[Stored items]

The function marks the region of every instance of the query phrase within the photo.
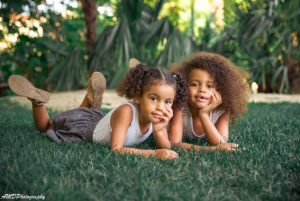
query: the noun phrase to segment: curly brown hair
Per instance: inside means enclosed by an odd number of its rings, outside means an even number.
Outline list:
[[[117,93],[127,99],[141,97],[151,85],[164,83],[175,89],[173,109],[182,108],[187,101],[187,84],[180,73],[170,72],[163,68],[149,68],[138,64],[131,68],[127,76],[117,87]]]
[[[247,111],[248,85],[241,69],[227,58],[209,52],[195,53],[180,65],[179,71],[187,79],[194,69],[205,70],[213,78],[216,90],[222,97],[219,108],[229,114],[232,125],[235,126],[236,119]]]

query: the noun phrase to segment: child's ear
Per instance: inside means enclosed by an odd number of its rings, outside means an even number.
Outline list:
[[[134,100],[134,102],[135,102],[136,104],[139,104],[139,103],[140,103],[140,98],[139,98],[139,97],[136,97],[136,98],[134,98],[133,100]]]
[[[130,69],[130,68],[136,67],[140,63],[141,62],[139,60],[137,60],[136,58],[131,58],[129,60],[128,68]]]

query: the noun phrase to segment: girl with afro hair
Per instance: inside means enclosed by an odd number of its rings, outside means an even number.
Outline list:
[[[236,150],[227,143],[229,122],[247,109],[248,87],[241,71],[225,57],[198,52],[177,66],[188,86],[184,109],[174,111],[170,120],[170,141],[183,149]],[[184,138],[206,139],[215,146],[198,146],[183,142]]]

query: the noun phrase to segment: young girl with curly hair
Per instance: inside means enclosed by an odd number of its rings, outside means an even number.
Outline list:
[[[241,71],[225,57],[199,52],[179,65],[188,85],[188,101],[183,110],[175,110],[170,121],[170,141],[183,149],[235,150],[227,143],[229,121],[247,109],[247,84]],[[198,146],[183,138],[203,139],[215,146]]]
[[[35,88],[26,78],[12,75],[9,86],[16,94],[32,102],[35,126],[56,142],[92,140],[108,143],[119,154],[135,154],[158,159],[173,159],[177,153],[169,150],[171,143],[166,125],[173,108],[181,108],[187,90],[177,73],[137,64],[117,89],[120,96],[133,100],[103,115],[101,106],[106,86],[104,76],[95,72],[88,82],[87,94],[80,108],[65,111],[49,118],[45,103],[50,94]],[[153,133],[158,149],[132,148]]]

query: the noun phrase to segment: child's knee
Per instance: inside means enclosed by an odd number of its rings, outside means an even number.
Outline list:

REQUIRED WORK:
Omit the pictures, then give all the lines above again exactly.

PROBLEM SOLUTION:
The function marks the region of every instance of the query phrase within the photo.
query: the noun phrase to segment: curly brown hair
Per instance: inside means enclosed by an odd number of its rings, outside means an even number.
Outline list:
[[[117,93],[127,99],[141,97],[151,85],[164,83],[175,89],[173,109],[182,108],[187,101],[187,84],[180,73],[170,72],[163,68],[149,68],[138,64],[131,68],[127,76],[117,87]]]
[[[247,111],[248,85],[241,69],[227,58],[209,52],[195,53],[180,65],[179,71],[187,79],[194,69],[205,70],[213,78],[216,90],[222,97],[219,108],[229,114],[232,125],[235,126],[236,119]]]

query: the noun phrase to segment: child's ear
Per instance: inside means enclosed by an odd number of its rings, outside means an even number.
Outline list:
[[[134,100],[134,102],[135,102],[136,104],[139,104],[139,103],[140,103],[140,98],[139,98],[139,97],[136,97],[136,98],[134,98],[133,100]]]
[[[130,69],[130,68],[136,67],[140,63],[141,62],[139,60],[137,60],[136,58],[131,58],[129,60],[128,68]]]

query: the noun phrase to segment: girl with afro hair
Per instance: inside means enclosed by an odd number of its rings, outside means an even number.
Outline list:
[[[236,150],[227,143],[229,122],[247,109],[248,87],[241,71],[225,57],[198,52],[177,66],[188,86],[184,109],[174,111],[170,120],[170,141],[183,149]],[[184,138],[206,139],[215,146],[198,146],[183,142]]]

query: the noun phrase to segment: young girl with curly hair
Per instance: inside means enclosed by an odd number of its rings, outside means an even number.
Outline list:
[[[241,71],[225,57],[199,52],[179,65],[188,85],[188,101],[183,110],[175,110],[170,121],[170,141],[183,149],[235,150],[227,143],[229,121],[247,109],[247,84]],[[198,146],[183,138],[203,139],[215,146]]]
[[[35,88],[26,78],[12,75],[9,86],[16,94],[32,102],[35,126],[56,142],[92,140],[108,143],[119,154],[135,154],[158,159],[173,159],[177,153],[169,150],[171,143],[166,125],[173,108],[181,108],[187,90],[177,73],[137,64],[117,89],[120,96],[133,100],[103,115],[101,106],[106,86],[104,76],[95,72],[88,82],[87,94],[80,108],[65,111],[49,118],[45,103],[50,94]],[[153,133],[158,149],[132,148]]]

query: the noun phrase to segment: child's knee
Per instance: inside means enclosed by an odd number of its rings, outside means an even number.
Outline list:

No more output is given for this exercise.